> **The problem**
Echo the lines below, starting at the line that contains "of the person's" and ending at the final line of the set. Omit the pictures from your answer.

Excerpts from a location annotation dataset
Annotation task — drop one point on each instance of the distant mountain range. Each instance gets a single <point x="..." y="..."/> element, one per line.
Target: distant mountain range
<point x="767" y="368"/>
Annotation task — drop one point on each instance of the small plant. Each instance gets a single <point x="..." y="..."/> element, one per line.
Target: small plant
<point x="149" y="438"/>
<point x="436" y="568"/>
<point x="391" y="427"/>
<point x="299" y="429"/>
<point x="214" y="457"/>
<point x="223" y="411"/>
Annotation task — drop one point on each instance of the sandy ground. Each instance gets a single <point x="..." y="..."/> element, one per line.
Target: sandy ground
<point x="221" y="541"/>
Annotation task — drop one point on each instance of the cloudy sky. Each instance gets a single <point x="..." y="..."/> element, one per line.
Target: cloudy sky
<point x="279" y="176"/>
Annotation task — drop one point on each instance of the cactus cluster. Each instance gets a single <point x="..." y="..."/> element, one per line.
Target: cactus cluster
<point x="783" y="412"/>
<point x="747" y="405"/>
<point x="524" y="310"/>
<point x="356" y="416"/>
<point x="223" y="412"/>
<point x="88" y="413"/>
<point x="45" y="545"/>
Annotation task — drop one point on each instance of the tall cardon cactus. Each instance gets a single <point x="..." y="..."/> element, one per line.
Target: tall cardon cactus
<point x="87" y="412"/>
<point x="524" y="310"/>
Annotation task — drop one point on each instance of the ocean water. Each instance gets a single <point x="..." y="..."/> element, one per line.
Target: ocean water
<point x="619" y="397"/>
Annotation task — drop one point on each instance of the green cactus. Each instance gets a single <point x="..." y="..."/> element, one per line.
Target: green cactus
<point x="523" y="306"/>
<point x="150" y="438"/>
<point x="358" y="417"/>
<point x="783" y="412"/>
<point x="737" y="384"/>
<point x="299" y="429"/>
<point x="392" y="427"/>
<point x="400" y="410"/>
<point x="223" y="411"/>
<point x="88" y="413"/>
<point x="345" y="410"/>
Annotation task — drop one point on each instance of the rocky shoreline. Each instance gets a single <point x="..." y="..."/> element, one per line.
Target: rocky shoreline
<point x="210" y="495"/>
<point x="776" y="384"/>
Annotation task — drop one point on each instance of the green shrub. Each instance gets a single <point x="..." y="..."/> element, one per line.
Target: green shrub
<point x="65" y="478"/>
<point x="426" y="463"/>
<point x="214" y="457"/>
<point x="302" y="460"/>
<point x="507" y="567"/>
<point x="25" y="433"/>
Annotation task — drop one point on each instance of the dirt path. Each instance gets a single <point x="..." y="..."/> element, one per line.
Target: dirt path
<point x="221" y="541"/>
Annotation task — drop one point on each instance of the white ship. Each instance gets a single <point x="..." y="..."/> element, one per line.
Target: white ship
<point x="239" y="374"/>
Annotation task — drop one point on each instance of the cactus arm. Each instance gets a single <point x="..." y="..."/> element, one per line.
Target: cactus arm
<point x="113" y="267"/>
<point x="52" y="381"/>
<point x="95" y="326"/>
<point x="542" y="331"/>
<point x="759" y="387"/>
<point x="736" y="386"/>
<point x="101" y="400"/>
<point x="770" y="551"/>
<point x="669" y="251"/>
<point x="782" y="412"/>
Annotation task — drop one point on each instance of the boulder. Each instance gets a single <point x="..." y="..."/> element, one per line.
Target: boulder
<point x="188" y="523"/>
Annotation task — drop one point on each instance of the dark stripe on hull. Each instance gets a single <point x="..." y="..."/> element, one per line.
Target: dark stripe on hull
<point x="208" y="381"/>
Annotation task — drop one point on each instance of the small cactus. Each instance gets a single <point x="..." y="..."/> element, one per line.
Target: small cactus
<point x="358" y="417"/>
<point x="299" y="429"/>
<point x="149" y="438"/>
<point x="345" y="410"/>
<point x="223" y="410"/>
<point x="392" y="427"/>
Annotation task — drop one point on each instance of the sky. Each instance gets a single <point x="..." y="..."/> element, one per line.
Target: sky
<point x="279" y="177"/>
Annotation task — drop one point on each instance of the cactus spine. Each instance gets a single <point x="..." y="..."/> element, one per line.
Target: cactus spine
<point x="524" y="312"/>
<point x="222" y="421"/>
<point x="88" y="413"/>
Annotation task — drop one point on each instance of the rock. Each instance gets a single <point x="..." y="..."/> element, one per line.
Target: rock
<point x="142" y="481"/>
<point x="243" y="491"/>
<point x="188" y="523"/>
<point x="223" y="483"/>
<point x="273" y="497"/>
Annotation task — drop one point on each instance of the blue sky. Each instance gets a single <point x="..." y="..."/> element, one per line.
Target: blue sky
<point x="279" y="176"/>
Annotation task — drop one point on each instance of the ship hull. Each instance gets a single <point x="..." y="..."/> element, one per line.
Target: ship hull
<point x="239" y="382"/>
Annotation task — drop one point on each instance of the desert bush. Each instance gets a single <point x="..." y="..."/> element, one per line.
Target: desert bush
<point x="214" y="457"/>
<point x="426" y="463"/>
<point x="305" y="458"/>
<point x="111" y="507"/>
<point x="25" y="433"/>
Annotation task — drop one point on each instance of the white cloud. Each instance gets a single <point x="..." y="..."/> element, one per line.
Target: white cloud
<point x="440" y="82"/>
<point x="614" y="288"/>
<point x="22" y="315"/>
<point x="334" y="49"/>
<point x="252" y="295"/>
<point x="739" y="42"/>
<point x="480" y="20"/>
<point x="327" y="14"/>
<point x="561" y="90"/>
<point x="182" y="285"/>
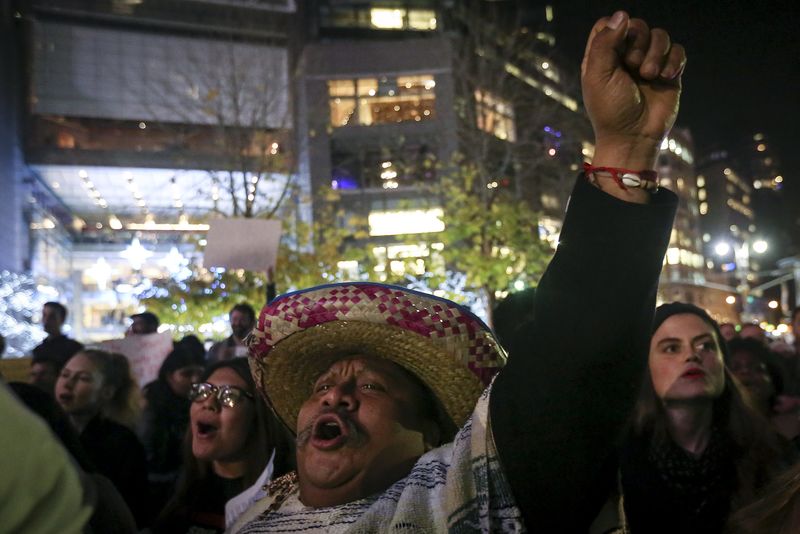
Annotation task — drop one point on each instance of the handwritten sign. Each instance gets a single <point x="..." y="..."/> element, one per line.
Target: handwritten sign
<point x="146" y="353"/>
<point x="250" y="244"/>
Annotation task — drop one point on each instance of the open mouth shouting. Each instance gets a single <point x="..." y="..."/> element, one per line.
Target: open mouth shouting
<point x="694" y="374"/>
<point x="205" y="430"/>
<point x="329" y="432"/>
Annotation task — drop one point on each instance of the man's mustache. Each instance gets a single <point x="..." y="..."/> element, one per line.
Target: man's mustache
<point x="355" y="435"/>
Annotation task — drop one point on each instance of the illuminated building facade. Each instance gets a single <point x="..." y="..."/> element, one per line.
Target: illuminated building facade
<point x="123" y="115"/>
<point x="733" y="243"/>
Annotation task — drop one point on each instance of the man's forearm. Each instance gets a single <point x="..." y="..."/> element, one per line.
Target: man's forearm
<point x="572" y="377"/>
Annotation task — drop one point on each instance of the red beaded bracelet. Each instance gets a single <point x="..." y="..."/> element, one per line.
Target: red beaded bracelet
<point x="624" y="178"/>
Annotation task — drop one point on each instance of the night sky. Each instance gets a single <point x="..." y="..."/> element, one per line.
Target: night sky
<point x="742" y="75"/>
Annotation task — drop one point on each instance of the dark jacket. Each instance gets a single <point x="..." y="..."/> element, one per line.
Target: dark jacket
<point x="560" y="405"/>
<point x="57" y="349"/>
<point x="118" y="455"/>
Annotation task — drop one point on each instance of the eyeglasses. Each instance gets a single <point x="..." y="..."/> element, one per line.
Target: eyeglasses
<point x="228" y="396"/>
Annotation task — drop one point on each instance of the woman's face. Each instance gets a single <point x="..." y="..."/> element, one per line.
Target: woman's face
<point x="79" y="387"/>
<point x="219" y="433"/>
<point x="686" y="360"/>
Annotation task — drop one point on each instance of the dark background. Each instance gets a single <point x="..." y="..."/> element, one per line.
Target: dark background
<point x="742" y="74"/>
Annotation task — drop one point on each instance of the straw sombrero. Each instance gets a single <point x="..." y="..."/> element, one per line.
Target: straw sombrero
<point x="299" y="335"/>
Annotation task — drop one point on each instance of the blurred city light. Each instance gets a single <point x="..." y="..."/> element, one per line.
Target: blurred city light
<point x="722" y="249"/>
<point x="760" y="246"/>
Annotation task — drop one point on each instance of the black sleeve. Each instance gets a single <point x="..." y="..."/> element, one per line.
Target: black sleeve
<point x="559" y="406"/>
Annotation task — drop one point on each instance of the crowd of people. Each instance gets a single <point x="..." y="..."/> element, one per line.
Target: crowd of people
<point x="362" y="407"/>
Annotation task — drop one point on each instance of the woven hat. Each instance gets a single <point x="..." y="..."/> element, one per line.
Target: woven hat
<point x="299" y="336"/>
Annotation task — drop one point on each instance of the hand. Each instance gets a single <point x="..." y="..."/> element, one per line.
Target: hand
<point x="631" y="79"/>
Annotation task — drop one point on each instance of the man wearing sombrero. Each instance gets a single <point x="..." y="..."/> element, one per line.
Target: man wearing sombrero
<point x="399" y="425"/>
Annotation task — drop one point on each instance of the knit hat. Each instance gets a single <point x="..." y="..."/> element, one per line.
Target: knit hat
<point x="300" y="335"/>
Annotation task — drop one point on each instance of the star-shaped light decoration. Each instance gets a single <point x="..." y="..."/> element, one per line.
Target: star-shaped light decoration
<point x="100" y="272"/>
<point x="136" y="254"/>
<point x="175" y="263"/>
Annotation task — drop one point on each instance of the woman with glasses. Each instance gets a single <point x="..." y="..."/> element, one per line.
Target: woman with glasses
<point x="231" y="437"/>
<point x="697" y="450"/>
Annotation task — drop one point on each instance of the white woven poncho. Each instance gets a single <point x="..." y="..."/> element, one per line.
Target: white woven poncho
<point x="459" y="487"/>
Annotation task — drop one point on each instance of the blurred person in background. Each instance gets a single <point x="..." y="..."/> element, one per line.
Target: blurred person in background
<point x="697" y="450"/>
<point x="231" y="438"/>
<point x="242" y="318"/>
<point x="165" y="419"/>
<point x="728" y="331"/>
<point x="51" y="354"/>
<point x="776" y="512"/>
<point x="109" y="511"/>
<point x="96" y="390"/>
<point x="754" y="366"/>
<point x="753" y="331"/>
<point x="40" y="489"/>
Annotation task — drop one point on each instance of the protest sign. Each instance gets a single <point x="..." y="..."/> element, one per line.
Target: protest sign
<point x="250" y="244"/>
<point x="145" y="352"/>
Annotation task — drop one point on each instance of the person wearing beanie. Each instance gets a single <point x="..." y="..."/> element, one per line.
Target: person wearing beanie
<point x="165" y="419"/>
<point x="697" y="449"/>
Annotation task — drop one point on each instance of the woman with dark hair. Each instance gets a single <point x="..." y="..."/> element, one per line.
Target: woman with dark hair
<point x="696" y="450"/>
<point x="231" y="438"/>
<point x="96" y="390"/>
<point x="165" y="419"/>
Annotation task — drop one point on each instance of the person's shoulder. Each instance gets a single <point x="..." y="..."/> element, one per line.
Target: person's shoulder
<point x="114" y="432"/>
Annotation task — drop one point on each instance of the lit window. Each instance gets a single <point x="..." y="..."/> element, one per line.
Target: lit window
<point x="673" y="255"/>
<point x="405" y="222"/>
<point x="494" y="116"/>
<point x="387" y="19"/>
<point x="370" y="101"/>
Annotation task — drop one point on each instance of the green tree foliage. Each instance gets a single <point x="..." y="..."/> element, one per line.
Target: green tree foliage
<point x="490" y="242"/>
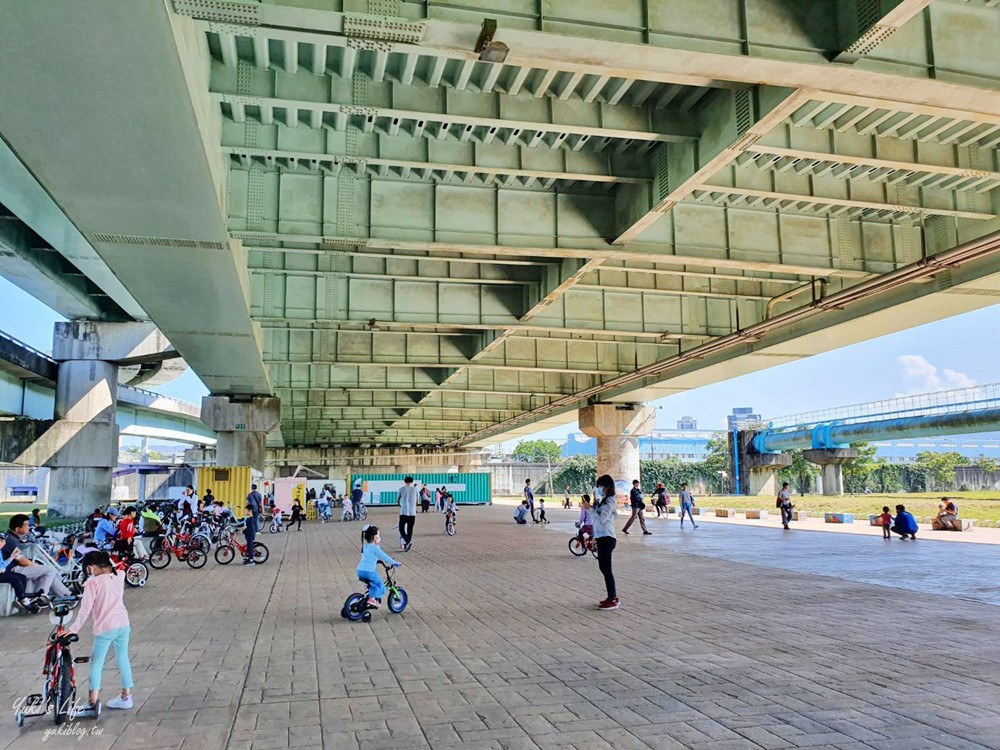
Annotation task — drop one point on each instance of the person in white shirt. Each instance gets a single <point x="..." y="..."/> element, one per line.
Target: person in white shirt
<point x="407" y="512"/>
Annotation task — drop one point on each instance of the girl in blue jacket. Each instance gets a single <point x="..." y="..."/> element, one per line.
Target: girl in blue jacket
<point x="371" y="554"/>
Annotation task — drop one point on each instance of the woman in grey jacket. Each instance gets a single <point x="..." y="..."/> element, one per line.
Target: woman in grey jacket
<point x="605" y="509"/>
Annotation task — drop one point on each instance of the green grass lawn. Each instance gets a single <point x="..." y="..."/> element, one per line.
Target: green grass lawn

> **Written answer**
Annotation task — drop one point on each instance of the person's shoulder. Each instance gets a single <point x="..." y="..."/> element, one per line.
Target: person's shoulder
<point x="114" y="432"/>
Annotation task — drop one point on each instance of the lit window. Each instance gets a single <point x="..." y="..."/> element, one per line.
Target: lit window
<point x="673" y="255"/>
<point x="405" y="222"/>
<point x="494" y="116"/>
<point x="387" y="19"/>
<point x="370" y="101"/>
Annotation task — drop one point on each instance of the green tree foliage. Each instance gets a single <point x="..." y="..."/> element, one per line.
Target: green tree foliage
<point x="490" y="242"/>
Annotation task — drop one point on each instance of the person in white shirt. Each instance gets a single <point x="..." y="..."/> element, one per line.
Target: person in white shirt
<point x="407" y="512"/>
Annotation task — drop one point on each instance of the girl in blue jacket. Each instance gets a single <point x="..." y="..."/> element, one per line.
Target: girl in blue jacket
<point x="371" y="554"/>
Annotation task — drop one point on each instance of the woman in grey jacket. Each instance gets a single <point x="..." y="..."/> element, one per line.
Target: woman in grey jacket
<point x="605" y="509"/>
Annotation task — drop one point on each instance of the green grass lawn. Each instance gets a single <point x="..." y="..."/> element, one per line.
Target: green grass lawn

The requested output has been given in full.